─── PASSAGE GIVEN ───

Reputation: 11032
I have encountered a peculiar problem working with Kafka consumers. When I have a topic with a number of partitions, and a consumer group, the consumption eventually becomes unbalanced if consumer number is less than partition number. For example, if I have 8 partitions and 4 consumers, I see something like this:
Client Partition Lag
C1 P0 1000000
C1 P1 1000000
C2 P2 0
C2 P3 0
C3 P4 1000000
C3 P5 1000000
C4 P6 0
C4 P7 0
So some clients have zero lag and are doing nothing, and some have large lag and are working hard but are left behind. Note that I could of course have 8 clients, but given the workload I don't need 8 clients, I need only four, it's just that Kafka allocates partitions in a way that in fact only two of the four can work. I could also allocate partitions manually but that would complicate the application logic a lot, I'm quite happy with using Kafka consumer group capabilities, except for this one annoying balance problem.
So, I wonder if there are any means to automatically adjust for this - i.e. somehow reassign the clients in a way that would distribute the work equally. I know there was a proposal for something like that but it seems like nothing is happening there. So I wonder if there's any way to do it automatically within existing means. I am using kafka-python
driver now, so ideally the solution would be implementable in Python, without requiring to move all the system to Java.
Upvotes: 2
Views: 308
Reputation: 392
Unfortunately, there is no way to guarantee absolute balance and you would need to manually configure the partition assignment for each consumer in the consumer group.
If you are using the kafka-python driver, it could be something like the example below…
>>> # manually assign the partition list for the consumer
>>> from kafka import TopicPartition
>>> consumer = KafkaConsumer(bootstrap_servers='localhost:1234')
>>> consumer.assign([TopicPartition('foobar', 2)])
>>> msg = next(consumer)
See link here for more: https://kafka-python.readthedocs.io/en/master/
This second link provides a good overview of the different partition assignment strategies but please be aware that the examples are in Java: https://medium.com/streamthoughts/understanding-kafka-partition-assignment-strategies-and-how-to-write-your-own-custom-assignor-ebeda1fc06f3
Hope that helps and if you need any more detail please comment!
Upvotes: 1

─── PROVIDED MATERIAL ───

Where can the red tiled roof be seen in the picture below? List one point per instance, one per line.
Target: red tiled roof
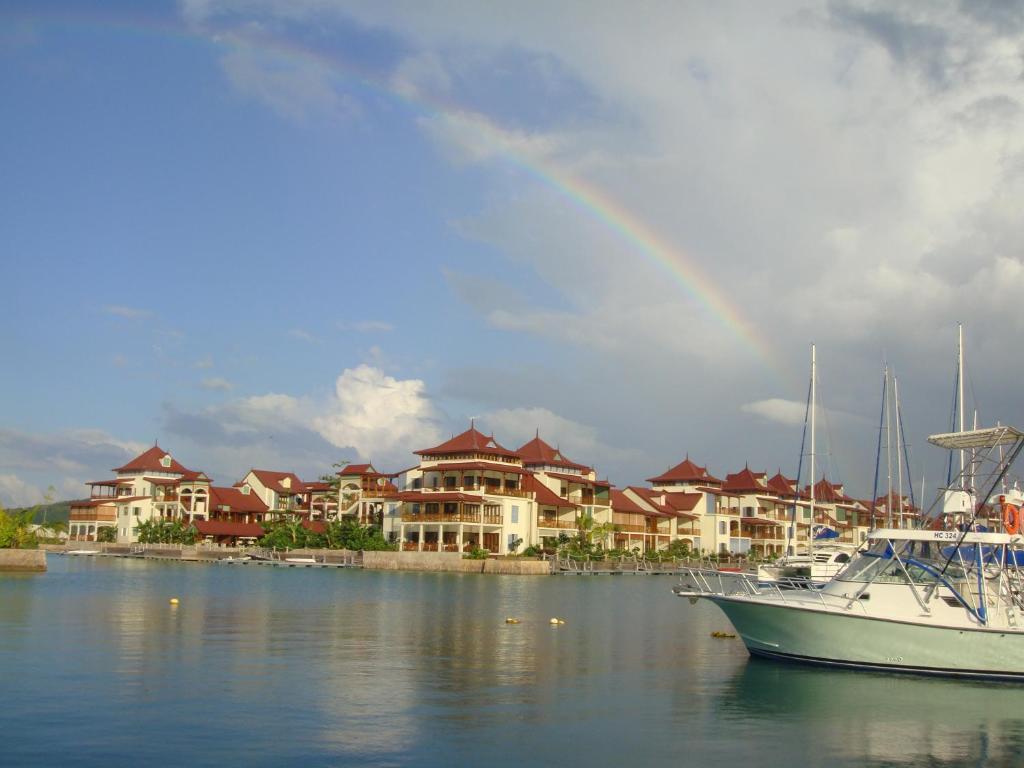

───

Quote the Kafka partition-balance thread verbatim, starting with "If you are using" and going on through "detail please comment!".

If you are using the kafka-python driver, it could be something like the example below…
>>> # manually assign the partition list for the consumer
>>> from kafka import TopicPartition
>>> consumer = KafkaConsumer(bootstrap_servers='localhost:1234')
>>> consumer.assign([TopicPartition('foobar', 2)])
>>> msg = next(consumer)
See link here for more: https://kafka-python.readthedocs.io/en/master/
This second link provides a good overview of the different partition assignment strategies but please be aware that the examples are in Java: https://medium.com/streamthoughts/understanding-kafka-partition-assignment-strategies-and-how-to-write-your-own-custom-assignor-ebeda1fc06f3
Hope that helps and if you need any more detail please comment!